_Exercise_
Retype each entry below, keeping every character the same.

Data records
------------------------------------

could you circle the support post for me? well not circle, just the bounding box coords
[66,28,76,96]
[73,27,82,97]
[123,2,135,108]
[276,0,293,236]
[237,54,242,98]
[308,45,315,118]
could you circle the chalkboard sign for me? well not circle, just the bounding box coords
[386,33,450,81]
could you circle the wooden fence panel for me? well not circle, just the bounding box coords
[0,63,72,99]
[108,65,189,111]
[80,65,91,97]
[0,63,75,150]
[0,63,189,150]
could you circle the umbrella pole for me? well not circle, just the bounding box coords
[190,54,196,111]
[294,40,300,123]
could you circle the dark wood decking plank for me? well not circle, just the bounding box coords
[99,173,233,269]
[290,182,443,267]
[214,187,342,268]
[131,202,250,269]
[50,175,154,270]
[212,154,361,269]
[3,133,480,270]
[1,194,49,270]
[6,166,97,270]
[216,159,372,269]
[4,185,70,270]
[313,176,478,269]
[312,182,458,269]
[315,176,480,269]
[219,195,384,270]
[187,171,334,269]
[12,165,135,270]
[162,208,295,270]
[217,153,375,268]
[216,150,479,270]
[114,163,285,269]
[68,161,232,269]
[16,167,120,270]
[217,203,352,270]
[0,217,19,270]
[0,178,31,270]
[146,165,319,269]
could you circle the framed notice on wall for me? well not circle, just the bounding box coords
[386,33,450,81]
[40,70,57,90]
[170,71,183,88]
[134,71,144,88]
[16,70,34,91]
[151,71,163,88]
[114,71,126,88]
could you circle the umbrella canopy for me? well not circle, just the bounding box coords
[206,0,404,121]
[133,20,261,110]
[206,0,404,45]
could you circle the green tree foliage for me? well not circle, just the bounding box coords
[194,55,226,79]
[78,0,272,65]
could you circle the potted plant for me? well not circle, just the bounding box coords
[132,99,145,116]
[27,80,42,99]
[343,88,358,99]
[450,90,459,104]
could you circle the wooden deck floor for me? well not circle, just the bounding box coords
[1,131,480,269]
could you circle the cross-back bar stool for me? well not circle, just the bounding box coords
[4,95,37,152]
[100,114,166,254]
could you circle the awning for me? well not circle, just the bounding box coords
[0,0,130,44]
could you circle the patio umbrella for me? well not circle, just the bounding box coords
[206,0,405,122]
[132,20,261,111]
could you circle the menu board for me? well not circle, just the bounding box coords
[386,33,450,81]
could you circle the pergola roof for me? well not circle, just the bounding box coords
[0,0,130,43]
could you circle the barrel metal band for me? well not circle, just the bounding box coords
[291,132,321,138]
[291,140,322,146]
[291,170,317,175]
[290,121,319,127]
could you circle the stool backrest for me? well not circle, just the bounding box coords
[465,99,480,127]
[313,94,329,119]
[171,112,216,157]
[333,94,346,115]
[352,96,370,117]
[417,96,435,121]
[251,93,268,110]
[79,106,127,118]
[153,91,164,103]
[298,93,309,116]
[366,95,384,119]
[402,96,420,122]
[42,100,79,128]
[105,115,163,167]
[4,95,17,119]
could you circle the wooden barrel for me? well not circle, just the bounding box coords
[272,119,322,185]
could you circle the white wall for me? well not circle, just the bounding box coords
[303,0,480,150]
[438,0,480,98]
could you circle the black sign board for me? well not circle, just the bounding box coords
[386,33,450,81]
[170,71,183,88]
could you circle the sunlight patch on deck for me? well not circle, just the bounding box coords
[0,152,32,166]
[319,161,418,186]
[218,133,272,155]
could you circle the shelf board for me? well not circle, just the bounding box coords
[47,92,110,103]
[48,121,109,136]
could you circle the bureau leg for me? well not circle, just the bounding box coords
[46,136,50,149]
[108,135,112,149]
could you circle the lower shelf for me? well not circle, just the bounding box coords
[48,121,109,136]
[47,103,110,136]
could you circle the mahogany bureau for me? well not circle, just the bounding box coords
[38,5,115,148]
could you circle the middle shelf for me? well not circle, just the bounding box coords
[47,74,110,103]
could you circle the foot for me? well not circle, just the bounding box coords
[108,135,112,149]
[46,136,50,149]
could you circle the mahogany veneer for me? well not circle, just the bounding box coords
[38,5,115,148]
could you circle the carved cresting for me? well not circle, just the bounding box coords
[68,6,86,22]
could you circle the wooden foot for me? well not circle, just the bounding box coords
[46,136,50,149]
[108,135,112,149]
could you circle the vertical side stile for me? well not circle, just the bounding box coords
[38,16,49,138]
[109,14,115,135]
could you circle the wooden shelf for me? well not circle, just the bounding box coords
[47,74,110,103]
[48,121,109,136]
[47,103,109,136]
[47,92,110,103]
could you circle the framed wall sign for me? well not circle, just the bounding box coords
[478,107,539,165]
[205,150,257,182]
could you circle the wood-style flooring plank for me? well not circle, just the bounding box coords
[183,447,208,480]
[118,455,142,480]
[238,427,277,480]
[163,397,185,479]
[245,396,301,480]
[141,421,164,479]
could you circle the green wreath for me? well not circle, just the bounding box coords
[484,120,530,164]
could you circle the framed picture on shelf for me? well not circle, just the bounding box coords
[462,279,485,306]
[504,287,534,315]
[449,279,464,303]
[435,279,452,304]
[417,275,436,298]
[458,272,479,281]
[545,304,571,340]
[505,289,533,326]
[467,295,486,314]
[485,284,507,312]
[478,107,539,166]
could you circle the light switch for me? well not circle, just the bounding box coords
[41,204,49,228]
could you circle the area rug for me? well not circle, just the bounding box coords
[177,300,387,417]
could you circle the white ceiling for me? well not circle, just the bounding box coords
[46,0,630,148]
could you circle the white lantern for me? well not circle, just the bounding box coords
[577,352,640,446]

------------------------------------

_Answer for this exercise_
could you circle the support post for me? well not circle, just the bounding box coords
[66,28,76,96]
[73,27,82,97]
[123,2,135,108]
[276,0,293,236]
[237,54,242,98]
[308,45,315,118]
could you circle the chalkboard sign for me? well not circle, just the bounding box coords
[386,33,450,81]
could you circle the wooden fence panel for me? well not circle, just the bounding box coords
[0,63,72,99]
[108,65,189,111]
[80,65,91,97]
[0,63,75,150]
[0,63,189,150]
could you circle the umbrella pole for me? well not circle, just the bounding box coords
[190,54,196,111]
[294,40,300,123]
could you circle the dark wood decking plank for me? well not circle, just the bounding box coords
[99,173,233,269]
[290,182,443,267]
[214,187,342,268]
[131,202,250,269]
[50,175,154,270]
[212,154,361,269]
[3,133,480,270]
[1,194,49,270]
[6,166,97,270]
[216,159,372,269]
[4,185,70,270]
[313,176,478,269]
[312,182,458,269]
[315,176,480,269]
[219,195,384,270]
[187,171,334,269]
[12,165,135,270]
[162,208,295,270]
[217,153,375,268]
[216,150,479,270]
[114,163,285,269]
[68,161,232,269]
[16,167,120,270]
[217,203,352,270]
[0,217,19,270]
[0,178,31,270]
[146,165,319,269]
could you circle the framed notice on wall for me? well not circle, just the bounding box coords
[386,33,450,81]
[40,70,57,90]
[170,71,183,88]
[134,71,144,88]
[16,70,34,91]
[151,71,163,88]
[114,71,126,88]
could you circle the umbrella canopy for me? well not circle, just the bounding box coords
[206,0,404,121]
[133,20,261,110]
[206,0,404,45]
could you circle the green tree foliage for me? well not circle, just the bounding box coords
[194,55,226,79]
[78,0,272,65]
could you circle the potted plant for me? well not circle, just the bounding box coords
[132,99,145,116]
[27,80,42,99]
[343,88,358,99]
[450,90,459,104]
could you circle the wooden deck floor for me? well not circle, just the bounding box coords
[1,131,480,269]
could you circle the cross-back bar stool for me? well not circle, just the bounding box coords
[4,95,37,152]
[100,114,166,254]
could you circle the awning for me? well not circle, just the bounding box coords
[0,0,130,44]
could you circle the patio umbrella for me? well not circle, just the bounding box coords
[206,0,405,122]
[132,20,261,111]
could you circle the menu board for me? well not circle, just the bounding box coords
[386,33,450,81]
could you circle the pergola roof for me? well not circle, just the bounding box coords
[0,0,130,43]
could you circle the barrel metal band for me? well not circle, just the bounding box coords
[291,132,321,138]
[291,140,322,146]
[291,170,317,175]
[290,121,319,127]
could you circle the stool backrest for me? well not circle, just the bounding box coords
[465,99,480,127]
[313,94,329,119]
[171,112,216,157]
[333,94,346,115]
[352,96,370,117]
[417,96,435,121]
[251,93,268,110]
[79,106,127,118]
[153,91,164,103]
[298,93,309,116]
[366,95,384,119]
[402,96,420,122]
[42,100,79,128]
[105,115,163,167]
[4,95,17,119]
could you circle the wooden barrel for me? well not circle, just the bounding box coords
[272,119,322,185]
could you circle the white wall for me? well not circle, just the bounding box coords
[303,0,480,150]
[438,0,480,98]
could you circle the black sign board for me? well not circle, just the bounding box coords
[386,33,450,81]
[170,71,183,88]
could you circle the sunlight patch on deck for me? well not circle, just the bounding box coords
[0,152,32,166]
[319,161,418,186]
[218,133,272,155]
could you circle the shelf board for me? well not circle, just the bounding box coords
[47,92,110,103]
[48,121,109,136]
could you circle the bureau leg for me? well not circle, just the bounding box coords
[46,136,50,149]
[108,135,112,149]
could you circle the lower shelf for me? well not circle, just the bounding box coords
[48,121,109,136]
[47,103,110,136]
could you circle the mahogany bureau for me? well not circle, just the bounding box coords
[38,5,115,148]
could you circle the middle shelf for me? well not circle, just the bounding box coords
[47,74,110,103]
could you circle the foot for me? well not circle, just the bounding box coords
[108,135,112,149]
[46,136,50,149]
could you circle the mahogany veneer for me? well not circle, just the bounding box coords
[38,5,115,148]
could you circle the carved cresting for me? well not circle, just the bounding box coords
[68,6,86,22]
could you circle the wooden foot for me? well not circle, just the bounding box coords
[46,136,50,149]
[108,135,112,149]
could you circle the vertical side stile for me? well not circle, just the bounding box coords
[38,16,49,138]
[109,14,115,135]
could you circle the wooden shelf for me? well not circle, just the bounding box coords
[47,74,110,103]
[48,121,109,136]
[47,103,109,136]
[47,92,110,103]
could you circle the framed wall sign for me? well not circle, just the bounding box coords
[478,107,539,165]
[205,150,257,182]
could you circle the wood-style flooring plank for me? well not circle, just the bounding box coords
[183,447,208,480]
[118,455,142,480]
[238,427,277,480]
[163,397,185,479]
[245,396,301,480]
[141,421,164,479]
could you circle the green wreath for me? well not circle, just the bounding box coords
[484,120,530,164]
could you circle the framed picture on shelf for me? well not circle, just the bounding box coords
[462,279,485,306]
[504,287,534,315]
[449,279,464,303]
[435,279,452,304]
[417,275,436,298]
[458,272,479,281]
[545,304,571,340]
[505,289,533,326]
[467,295,486,314]
[485,284,507,312]
[478,107,539,166]
could you circle the light switch for me? well not circle, just the bounding box coords
[41,204,49,228]
could you circle the area rug for me? well not circle, just the bounding box coords
[177,300,387,417]
could you circle the white ceiling for me? well not circle, just the bounding box coords
[46,0,630,148]
could you circle the white lantern for me? well not circle, just the bounding box coords
[577,352,640,446]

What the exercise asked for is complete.